Location labeling records
------------------------------------------------------------------------

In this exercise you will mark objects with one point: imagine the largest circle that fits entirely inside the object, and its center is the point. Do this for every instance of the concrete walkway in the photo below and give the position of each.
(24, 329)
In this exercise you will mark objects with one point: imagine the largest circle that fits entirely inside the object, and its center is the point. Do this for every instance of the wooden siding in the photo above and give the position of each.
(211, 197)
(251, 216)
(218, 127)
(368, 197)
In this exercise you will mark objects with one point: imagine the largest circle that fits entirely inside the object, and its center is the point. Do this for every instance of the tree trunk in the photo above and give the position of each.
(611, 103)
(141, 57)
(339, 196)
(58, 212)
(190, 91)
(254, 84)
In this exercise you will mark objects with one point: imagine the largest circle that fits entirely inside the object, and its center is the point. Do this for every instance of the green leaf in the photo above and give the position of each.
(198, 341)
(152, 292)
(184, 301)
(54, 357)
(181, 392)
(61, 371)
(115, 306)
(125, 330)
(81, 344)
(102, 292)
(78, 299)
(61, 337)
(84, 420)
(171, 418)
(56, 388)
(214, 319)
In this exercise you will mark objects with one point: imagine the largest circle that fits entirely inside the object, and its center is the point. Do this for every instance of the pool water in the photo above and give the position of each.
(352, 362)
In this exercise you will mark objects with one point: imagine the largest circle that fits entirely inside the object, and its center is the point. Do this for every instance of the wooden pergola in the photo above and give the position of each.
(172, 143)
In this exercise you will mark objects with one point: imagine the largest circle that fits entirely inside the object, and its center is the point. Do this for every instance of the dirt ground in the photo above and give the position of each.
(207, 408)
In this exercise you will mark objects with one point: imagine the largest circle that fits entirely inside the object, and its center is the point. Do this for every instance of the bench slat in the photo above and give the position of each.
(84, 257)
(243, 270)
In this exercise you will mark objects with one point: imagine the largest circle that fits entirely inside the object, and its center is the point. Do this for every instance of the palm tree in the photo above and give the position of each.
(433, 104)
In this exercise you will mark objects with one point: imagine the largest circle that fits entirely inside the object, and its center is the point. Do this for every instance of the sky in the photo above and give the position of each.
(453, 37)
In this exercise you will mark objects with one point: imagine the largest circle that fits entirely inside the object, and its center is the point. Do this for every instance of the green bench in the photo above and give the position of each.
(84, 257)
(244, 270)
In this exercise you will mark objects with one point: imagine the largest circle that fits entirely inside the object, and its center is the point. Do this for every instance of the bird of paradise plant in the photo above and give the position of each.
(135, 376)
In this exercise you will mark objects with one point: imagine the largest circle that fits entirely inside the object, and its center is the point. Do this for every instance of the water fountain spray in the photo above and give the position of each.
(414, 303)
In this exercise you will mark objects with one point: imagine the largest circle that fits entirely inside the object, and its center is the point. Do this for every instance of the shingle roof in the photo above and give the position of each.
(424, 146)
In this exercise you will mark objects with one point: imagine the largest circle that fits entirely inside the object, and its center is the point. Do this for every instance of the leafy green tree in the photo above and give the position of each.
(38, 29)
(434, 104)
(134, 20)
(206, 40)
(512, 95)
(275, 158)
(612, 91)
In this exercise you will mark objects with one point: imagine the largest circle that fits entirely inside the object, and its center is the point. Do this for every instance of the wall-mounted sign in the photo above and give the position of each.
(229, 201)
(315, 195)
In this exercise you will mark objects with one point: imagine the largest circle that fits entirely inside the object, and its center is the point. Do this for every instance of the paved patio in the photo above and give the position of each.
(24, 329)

------------------------------------------------------------------------

• _WORK TO DO_
Exactly reproduce every line found in the records.

• _WRITTEN ANSWER_
In this exercise you will mark objects with one point: imagine the largest circle that fits entirely inside the object, and its center is the point. Do this for every instance of the concrete walkway in the photo below and give the position of each.
(24, 329)
In this exercise you will mark objects with one point: imagine the largest circle that fits entirely inside the object, and its center is the point. Do this for every instance of the wooden siding in the photo above and give the position of each.
(211, 197)
(251, 216)
(218, 127)
(368, 197)
In this exercise you will mark objects with one point: imagine the largest circle that fits entirely inside the object, and its center is the point. Do this for every instance of the tree trunk in the photo above and give the position of each.
(611, 103)
(141, 57)
(339, 196)
(58, 212)
(190, 91)
(254, 84)
In this exercise you will mark objects with one point: imagine the largest circle that fits entirely inside the object, and its center is the point. Do this for every instance of the green leaf in the photo above and give the position of each.
(198, 341)
(152, 292)
(184, 301)
(54, 357)
(181, 392)
(61, 371)
(115, 306)
(125, 330)
(81, 344)
(102, 292)
(78, 299)
(61, 337)
(84, 420)
(171, 418)
(56, 388)
(214, 319)
In this exercise you will mark objects with one point: imagine the largest circle that fits entirely inside the object, and its center is the point. Do this for every instance of the pool water in the photo above and give the position of each.
(352, 362)
In this exercise you will mark objects with one point: imagine the largest circle that fits entirely inside the object, and its center is the point. Do this for every instance of the wooden pergola in the photo above and give the position of each.
(172, 143)
In this exercise you will mark objects with one point: imagine the largest circle that fits entirely inside the object, and its center is the point. Do this for every instance of the dirt ground in the photo above and give the position of each.
(207, 408)
In this exercise you will mark objects with one point: imagine the largest circle that fits entirely inside the object, and its center is the point. Do this for every instance of the bench slat in the photo above and give the position of each.
(84, 257)
(243, 270)
In this exercise you will mark objects with one point: imagine the largest circle that fits entirely inside the object, and its center is the point. Do this for every instance of the palm tree in the photo above and give the position of each.
(433, 104)
In this exercise you will mark objects with one point: imagine the largest circle that fits entirely inside the object, and its center is the point. Do this for every instance of the sky in the photo above and give the position of each.
(453, 37)
In this exercise you will mark objects with one point: imagine the largest circle that fits entirely inside the object, and its center is the point. Do this for every instance of the green bench in the photo above and give the position of each.
(84, 257)
(244, 270)
In this exercise you will mark objects with one point: imagine the largest circle that fits entirely inside the object, and its center is the point. Do this for every instance of the bird of paradise plant in the photo above and give the position of each.
(135, 376)
In this exercise you will mark objects with one point: imagine the largest circle that fits entirely inside the object, and its center is the point. Do this for every instance of the water fountain spray in the photo above and give the position of each.
(414, 303)
In this exercise you will mark objects with one point: imagine the largest circle that fits entirely inside the object, and its center is the point. Do this for every instance of the shingle roof in the photo above and give the position of each.
(424, 146)
In this exercise you will mark objects with one point: imagine the largest circle that fits entirely inside the object, and its center is the point. Do this for every instance of the leafy green tree in the photo above and give the position of each.
(38, 29)
(434, 104)
(134, 20)
(206, 40)
(512, 95)
(275, 158)
(612, 91)
In this exercise you will mark objects with one point: imagine the largest circle that fits entirely inside the object, and its center is the point. Do this for every instance of the wall-mounted sign in the photo above and give the position of each.
(229, 201)
(315, 195)
In this exercise you will mark objects with one point: imagine the largest circle that fits entirely inside the object, and its center is the point. Do this for every instance of the paved patio in the photo above and give the position of each.
(24, 329)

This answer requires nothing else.